** Problem description **
Lay out each line of the items below as a Markdown table with two columns, Row and Line. Number every row and skip blank lines.

Records from a collection:
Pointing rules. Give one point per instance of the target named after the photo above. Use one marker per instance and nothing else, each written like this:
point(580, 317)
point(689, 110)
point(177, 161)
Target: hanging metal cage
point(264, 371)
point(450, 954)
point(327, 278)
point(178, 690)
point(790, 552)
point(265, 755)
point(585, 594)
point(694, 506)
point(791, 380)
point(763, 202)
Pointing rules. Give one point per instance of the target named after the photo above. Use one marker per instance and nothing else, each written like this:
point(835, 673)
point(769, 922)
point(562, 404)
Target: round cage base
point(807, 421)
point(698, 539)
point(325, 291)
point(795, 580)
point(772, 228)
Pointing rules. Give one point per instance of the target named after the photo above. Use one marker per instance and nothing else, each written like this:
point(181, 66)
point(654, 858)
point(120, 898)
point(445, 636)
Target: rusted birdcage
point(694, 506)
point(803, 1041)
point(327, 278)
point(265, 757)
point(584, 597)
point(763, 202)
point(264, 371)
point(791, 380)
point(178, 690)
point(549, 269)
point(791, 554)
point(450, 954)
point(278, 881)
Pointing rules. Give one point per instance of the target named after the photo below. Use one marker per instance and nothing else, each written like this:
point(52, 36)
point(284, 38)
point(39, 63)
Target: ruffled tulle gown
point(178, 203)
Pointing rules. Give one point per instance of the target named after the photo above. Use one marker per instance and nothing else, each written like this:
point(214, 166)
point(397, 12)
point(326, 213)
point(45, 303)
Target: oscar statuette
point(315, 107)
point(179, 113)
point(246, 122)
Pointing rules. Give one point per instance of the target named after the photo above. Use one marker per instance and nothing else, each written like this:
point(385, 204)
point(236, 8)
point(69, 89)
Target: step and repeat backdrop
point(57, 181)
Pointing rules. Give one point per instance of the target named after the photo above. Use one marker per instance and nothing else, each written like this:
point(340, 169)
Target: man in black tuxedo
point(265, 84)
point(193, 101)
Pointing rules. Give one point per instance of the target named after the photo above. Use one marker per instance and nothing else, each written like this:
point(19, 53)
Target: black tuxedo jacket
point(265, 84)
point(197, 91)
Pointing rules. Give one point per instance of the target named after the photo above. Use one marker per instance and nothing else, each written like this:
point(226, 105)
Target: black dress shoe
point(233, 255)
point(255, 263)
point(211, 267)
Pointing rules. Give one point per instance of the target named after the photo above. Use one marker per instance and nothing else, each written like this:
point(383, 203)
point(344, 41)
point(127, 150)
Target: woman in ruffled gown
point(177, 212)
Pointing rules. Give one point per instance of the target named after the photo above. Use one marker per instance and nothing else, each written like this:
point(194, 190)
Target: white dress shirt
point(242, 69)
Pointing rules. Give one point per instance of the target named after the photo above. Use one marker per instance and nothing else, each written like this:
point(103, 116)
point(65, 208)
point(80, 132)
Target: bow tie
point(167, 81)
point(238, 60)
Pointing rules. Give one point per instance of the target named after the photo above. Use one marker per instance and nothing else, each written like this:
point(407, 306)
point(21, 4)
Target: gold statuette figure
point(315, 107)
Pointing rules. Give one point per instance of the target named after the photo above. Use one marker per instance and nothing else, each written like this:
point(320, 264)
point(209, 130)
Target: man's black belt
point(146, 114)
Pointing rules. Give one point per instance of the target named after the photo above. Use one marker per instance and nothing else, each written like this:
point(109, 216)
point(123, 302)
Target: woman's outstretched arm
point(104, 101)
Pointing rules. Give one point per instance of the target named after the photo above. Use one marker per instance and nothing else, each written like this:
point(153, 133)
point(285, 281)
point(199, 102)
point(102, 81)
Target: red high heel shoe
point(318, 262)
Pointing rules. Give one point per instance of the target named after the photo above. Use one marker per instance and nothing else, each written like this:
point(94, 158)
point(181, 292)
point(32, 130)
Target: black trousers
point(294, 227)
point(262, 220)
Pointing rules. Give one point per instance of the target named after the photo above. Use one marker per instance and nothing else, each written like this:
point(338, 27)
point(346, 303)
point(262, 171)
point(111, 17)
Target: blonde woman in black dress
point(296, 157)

** Output for this task **
| Row | Line |
|---|---|
| 1 | Pointing rules. Give one point per instance of the target named after the photo above. Use one marker per instance and nothing else, each written like this: |
| 2 | point(580, 317) |
| 3 | point(689, 110) |
| 4 | point(177, 161) |
| 5 | Target: hanging metal cage |
| 6 | point(264, 371) |
| 7 | point(450, 954) |
| 8 | point(327, 278) |
| 9 | point(178, 690) |
| 10 | point(790, 552) |
| 11 | point(265, 755) |
| 12 | point(585, 594) |
| 13 | point(694, 506) |
| 14 | point(791, 380) |
| 15 | point(763, 202) |
| 16 | Pointing rules. Give one point per instance of the target named after the photo above. Use one marker per instance and nothing else, each written like this: |
| 17 | point(835, 673) |
| 18 | point(769, 922) |
| 19 | point(562, 404) |
| 20 | Target: round cage base |
| 21 | point(807, 421) |
| 22 | point(698, 539) |
| 23 | point(325, 291) |
| 24 | point(795, 580) |
| 25 | point(772, 228) |
| 26 | Pointing rules. Give one point per instance of the target named after the photo above. Use one marker per instance and nothing else, each written like this: |
| 27 | point(181, 66) |
| 28 | point(654, 858) |
| 29 | point(120, 898) |
| 30 | point(445, 636) |
| 31 | Target: rusted birdcage |
| 32 | point(694, 506) |
| 33 | point(803, 1041) |
| 34 | point(327, 278) |
| 35 | point(265, 757) |
| 36 | point(584, 597) |
| 37 | point(763, 202) |
| 38 | point(264, 371) |
| 39 | point(791, 380) |
| 40 | point(178, 690) |
| 41 | point(549, 269) |
| 42 | point(791, 554) |
| 43 | point(450, 954) |
| 44 | point(278, 881) |
| 45 | Pointing rules. Give one point per instance of the target named after the photo below. Use one marker per instance and nothing else, each written like this: |
| 46 | point(52, 36) |
| 47 | point(284, 38) |
| 48 | point(39, 63) |
| 49 | Target: ruffled tulle gown |
| 50 | point(178, 203) |
| 51 | Pointing rules. Give one point per instance of the target named after the photo above. Use one marker per instance and nothing else, each written like this: |
| 52 | point(214, 166) |
| 53 | point(397, 12) |
| 54 | point(326, 213) |
| 55 | point(45, 303) |
| 56 | Target: oscar statuette |
| 57 | point(315, 107) |
| 58 | point(179, 113) |
| 59 | point(246, 122) |
| 60 | Pointing rules. Give one point per instance of the target named after the photo above. Use one marker per instance and nothing else, each written like this: |
| 61 | point(385, 204) |
| 62 | point(236, 8) |
| 63 | point(69, 89) |
| 64 | Target: step and repeat backdrop |
| 65 | point(57, 181) |
| 66 | Pointing rules. Give one point per instance of the target named after the photo above. Use one marker per instance and nothing else, each written like this: |
| 67 | point(340, 169) |
| 68 | Target: man in black tuxedo |
| 69 | point(265, 84) |
| 70 | point(193, 101) |
| 71 | Pointing rules. Give one point per instance of the target named after the photo above. Use one marker per instance and nothing else, each written like this: |
| 72 | point(19, 53) |
| 73 | Target: black tuxedo jacket |
| 74 | point(265, 84) |
| 75 | point(197, 91) |
| 76 | Pointing rules. Give one point per instance of the target named after the photo above. Use one marker per instance and nothing else, each written like this: |
| 77 | point(226, 105) |
| 78 | Target: black dress shoe |
| 79 | point(233, 255) |
| 80 | point(255, 263) |
| 81 | point(211, 267) |
| 82 | Pointing rules. Give one point per instance of the target named after the photo above. Use one marker per instance and nothing else, each written like this: |
| 83 | point(383, 203) |
| 84 | point(344, 41) |
| 85 | point(127, 150) |
| 86 | Target: woman in ruffled gown |
| 87 | point(177, 212) |
| 88 | Pointing rules. Give one point per instance of the target named after the photo above. Use one marker per instance and nothing else, each written like this: |
| 89 | point(194, 190) |
| 90 | Target: white dress shirt |
| 91 | point(242, 69) |
| 92 | Pointing rules. Give one point per instance of the target named after the photo above. Use one marker per instance and nothing else, each written like this: |
| 93 | point(103, 116) |
| 94 | point(65, 208) |
| 95 | point(80, 132) |
| 96 | Target: bow tie |
| 97 | point(167, 81) |
| 98 | point(238, 60) |
| 99 | Pointing rules. Give one point per instance of the target named after the photo above. Use one marker per instance and nothing else, each written like this: |
| 100 | point(407, 306) |
| 101 | point(21, 4) |
| 102 | Target: gold statuette figure |
| 103 | point(315, 107) |
| 104 | Pointing rules. Give one point per instance of the target named after the photo above. Use one marker per instance and nothing else, each written like this: |
| 105 | point(320, 264) |
| 106 | point(209, 130) |
| 107 | Target: man's black belt |
| 108 | point(146, 114) |
| 109 | Pointing rules. Give one point per instance of the target named after the photo above. Use one marker per instance and nothing else, each written like this: |
| 110 | point(109, 216) |
| 111 | point(123, 302) |
| 112 | Target: woman's outstretched arm |
| 113 | point(104, 101) |
| 114 | Pointing rules. Give one point per instance of the target named after the photo above. Use one marker per instance and nothing else, each written like this: |
| 115 | point(153, 133) |
| 116 | point(285, 281) |
| 117 | point(199, 102) |
| 118 | point(102, 81) |
| 119 | Target: red high heel shoe |
| 120 | point(318, 262) |
| 121 | Pointing rules. Give one point per instance of the target named after the photo above. Use one marker per instance and nothing else, each written like this: |
| 122 | point(94, 158) |
| 123 | point(181, 292) |
| 124 | point(32, 130) |
| 125 | Target: black trousers |
| 126 | point(294, 227) |
| 127 | point(262, 220) |
| 128 | Pointing rules. Give one point per instance of the target named after the photo above. Use one marker per instance and nothing else, each written like this: |
| 129 | point(338, 27) |
| 130 | point(346, 303) |
| 131 | point(262, 171) |
| 132 | point(111, 17) |
| 133 | Target: blonde woman in black dress |
| 134 | point(296, 157) |